■ Source data
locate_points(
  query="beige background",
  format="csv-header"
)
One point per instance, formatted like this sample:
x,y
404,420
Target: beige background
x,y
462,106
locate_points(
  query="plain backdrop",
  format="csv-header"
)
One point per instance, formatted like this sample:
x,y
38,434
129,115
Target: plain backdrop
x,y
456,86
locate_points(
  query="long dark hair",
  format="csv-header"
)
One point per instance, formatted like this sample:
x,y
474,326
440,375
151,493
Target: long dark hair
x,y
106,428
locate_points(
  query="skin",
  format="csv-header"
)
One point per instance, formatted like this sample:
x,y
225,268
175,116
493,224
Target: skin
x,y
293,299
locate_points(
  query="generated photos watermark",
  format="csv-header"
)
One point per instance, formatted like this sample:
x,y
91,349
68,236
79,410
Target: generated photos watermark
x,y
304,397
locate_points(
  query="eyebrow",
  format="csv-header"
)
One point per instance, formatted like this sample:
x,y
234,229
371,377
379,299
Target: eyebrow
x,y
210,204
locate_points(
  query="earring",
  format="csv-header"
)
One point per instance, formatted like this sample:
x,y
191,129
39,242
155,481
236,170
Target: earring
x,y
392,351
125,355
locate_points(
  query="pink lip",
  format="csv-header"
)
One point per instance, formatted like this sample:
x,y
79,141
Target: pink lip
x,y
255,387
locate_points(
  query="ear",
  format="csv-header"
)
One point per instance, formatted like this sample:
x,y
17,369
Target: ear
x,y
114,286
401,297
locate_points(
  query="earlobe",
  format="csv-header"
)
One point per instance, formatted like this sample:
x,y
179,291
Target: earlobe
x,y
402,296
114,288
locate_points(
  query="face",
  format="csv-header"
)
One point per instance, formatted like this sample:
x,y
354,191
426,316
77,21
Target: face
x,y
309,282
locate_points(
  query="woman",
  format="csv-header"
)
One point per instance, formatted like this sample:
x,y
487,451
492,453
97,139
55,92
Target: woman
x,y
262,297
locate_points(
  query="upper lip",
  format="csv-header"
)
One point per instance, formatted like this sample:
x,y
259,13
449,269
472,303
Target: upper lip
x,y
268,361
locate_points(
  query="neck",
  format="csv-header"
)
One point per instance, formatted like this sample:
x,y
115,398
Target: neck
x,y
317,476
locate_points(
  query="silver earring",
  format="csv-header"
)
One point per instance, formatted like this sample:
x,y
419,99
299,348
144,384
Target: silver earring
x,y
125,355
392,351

■ Objective
Copy out the whole listing exactly; please set it all down.

■ The result
locate_points(
  query="beige background",
  format="csv-header"
)
One point per instance, formatted like this sample:
x,y
404,420
Target: beige background
x,y
462,106
locate_points(
  query="plain backdrop",
  format="csv-header"
)
One point per instance, formatted like this sample:
x,y
38,434
129,115
Target: plain backdrop
x,y
456,86
locate_points(
  query="long dark hair",
  format="csv-header"
)
One point per instance, formatted like this sample:
x,y
474,326
440,375
151,493
Target: long dark hair
x,y
106,428
locate_points(
  query="skin",
  format="csv-header"
)
One point per instance, formatted like this sample:
x,y
225,268
175,116
493,224
Target: skin
x,y
293,299
locate_points(
  query="generated photos watermark",
  format="csv-header"
)
One point per instance, formatted like this sample:
x,y
91,349
68,236
79,410
Target: generated photos watermark
x,y
304,397
locate_points(
  query="eyebrow",
  format="csv-header"
)
One point per instance, formatted like this sample:
x,y
234,229
371,377
379,299
Target: eyebrow
x,y
210,204
locate_points(
  query="earring",
  format="csv-header"
)
One point per instance, formatted like this sample:
x,y
191,129
39,242
155,481
236,170
Target: earring
x,y
392,351
125,355
locate_points(
  query="pink lip",
  format="csv-header"
)
One point per instance, formatted like this sample:
x,y
79,141
Target: pink lip
x,y
255,387
locate_points(
  query="ear",
  format="csv-header"
)
One point per instance, formatted like this sample:
x,y
17,369
Target: ear
x,y
114,286
401,297
locate_points(
  query="earlobe",
  format="csv-header"
)
One point per instance, formatted like this sample:
x,y
179,291
Target: earlobe
x,y
402,296
114,288
locate_points(
  query="face",
  format="csv-header"
)
One point per instance, formatted like this sample:
x,y
354,191
426,316
77,21
Target: face
x,y
309,282
locate_points(
  query="woman",
  format="csv-header"
)
One point per instance, formatted like this sample:
x,y
487,451
492,453
97,139
55,92
Target: woman
x,y
262,297
locate_points(
  query="upper lip",
  format="csv-header"
)
One point per instance, formatted like this sample:
x,y
259,13
449,269
472,303
Target: upper lip
x,y
268,361
locate_points(
  query="neck",
  format="csv-header"
)
One point per instance, formatted like this sample:
x,y
115,398
Target: neck
x,y
317,476
locate_points(
  query="silver earring",
  format="csv-header"
)
One point per instance, formatted like this sample:
x,y
419,99
299,348
144,384
Target: silver earring
x,y
125,355
392,351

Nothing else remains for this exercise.